What the exercise asks: Repeat exactly the lines from the line containing "in yellow striped" through the last line of the records below, inclusive, and nothing else.

[Point placement records]
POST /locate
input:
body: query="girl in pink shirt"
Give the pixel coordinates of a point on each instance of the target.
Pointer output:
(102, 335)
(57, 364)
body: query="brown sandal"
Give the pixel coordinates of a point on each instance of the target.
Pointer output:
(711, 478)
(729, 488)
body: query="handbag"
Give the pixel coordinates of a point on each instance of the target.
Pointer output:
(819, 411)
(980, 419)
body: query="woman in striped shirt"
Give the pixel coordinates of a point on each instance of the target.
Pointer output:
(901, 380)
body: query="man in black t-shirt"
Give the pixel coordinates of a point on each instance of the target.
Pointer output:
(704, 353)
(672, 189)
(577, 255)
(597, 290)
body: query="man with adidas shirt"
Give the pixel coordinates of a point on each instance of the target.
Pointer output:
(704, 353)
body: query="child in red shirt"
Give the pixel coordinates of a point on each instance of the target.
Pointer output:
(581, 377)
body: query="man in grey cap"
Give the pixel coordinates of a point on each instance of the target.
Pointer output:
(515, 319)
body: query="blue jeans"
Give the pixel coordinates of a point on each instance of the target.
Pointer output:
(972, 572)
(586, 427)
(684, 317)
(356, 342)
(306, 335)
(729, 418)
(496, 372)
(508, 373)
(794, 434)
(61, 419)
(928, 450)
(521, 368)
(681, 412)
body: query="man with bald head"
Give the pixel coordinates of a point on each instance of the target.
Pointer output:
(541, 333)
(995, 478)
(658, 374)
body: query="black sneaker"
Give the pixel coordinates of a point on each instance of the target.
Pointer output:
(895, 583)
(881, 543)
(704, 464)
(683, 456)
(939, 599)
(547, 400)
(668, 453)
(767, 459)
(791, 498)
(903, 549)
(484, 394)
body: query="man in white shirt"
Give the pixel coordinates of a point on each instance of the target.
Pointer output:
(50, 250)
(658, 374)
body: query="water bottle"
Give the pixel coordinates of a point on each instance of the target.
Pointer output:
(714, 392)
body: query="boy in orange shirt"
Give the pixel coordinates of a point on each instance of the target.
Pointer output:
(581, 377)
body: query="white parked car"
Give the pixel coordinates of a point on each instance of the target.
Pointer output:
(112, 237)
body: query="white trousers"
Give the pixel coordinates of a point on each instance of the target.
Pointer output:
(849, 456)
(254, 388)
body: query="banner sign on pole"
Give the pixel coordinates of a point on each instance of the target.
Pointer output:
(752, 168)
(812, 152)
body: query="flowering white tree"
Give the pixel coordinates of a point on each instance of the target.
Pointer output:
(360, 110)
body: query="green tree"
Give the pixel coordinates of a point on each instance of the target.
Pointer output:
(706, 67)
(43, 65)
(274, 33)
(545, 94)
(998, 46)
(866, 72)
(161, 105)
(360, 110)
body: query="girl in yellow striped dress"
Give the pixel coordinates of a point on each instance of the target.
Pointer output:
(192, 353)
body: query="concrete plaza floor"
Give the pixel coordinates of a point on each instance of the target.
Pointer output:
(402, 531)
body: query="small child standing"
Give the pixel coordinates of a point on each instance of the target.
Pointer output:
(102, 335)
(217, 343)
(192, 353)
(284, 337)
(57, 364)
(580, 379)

Solution for this task:
body: query="girl in yellow striped dress"
Give the pixel coordinates of a point on each instance of the target.
Pointer output:
(192, 353)
body: query="concrete plaza floor"
Give the pixel coordinates of a point on each instance of the target.
Pointer output:
(402, 531)
body: query="small child standing"
Give the pixel coordinates of a point on each instance of the target.
Pointer output:
(102, 335)
(217, 343)
(192, 353)
(284, 337)
(57, 364)
(580, 379)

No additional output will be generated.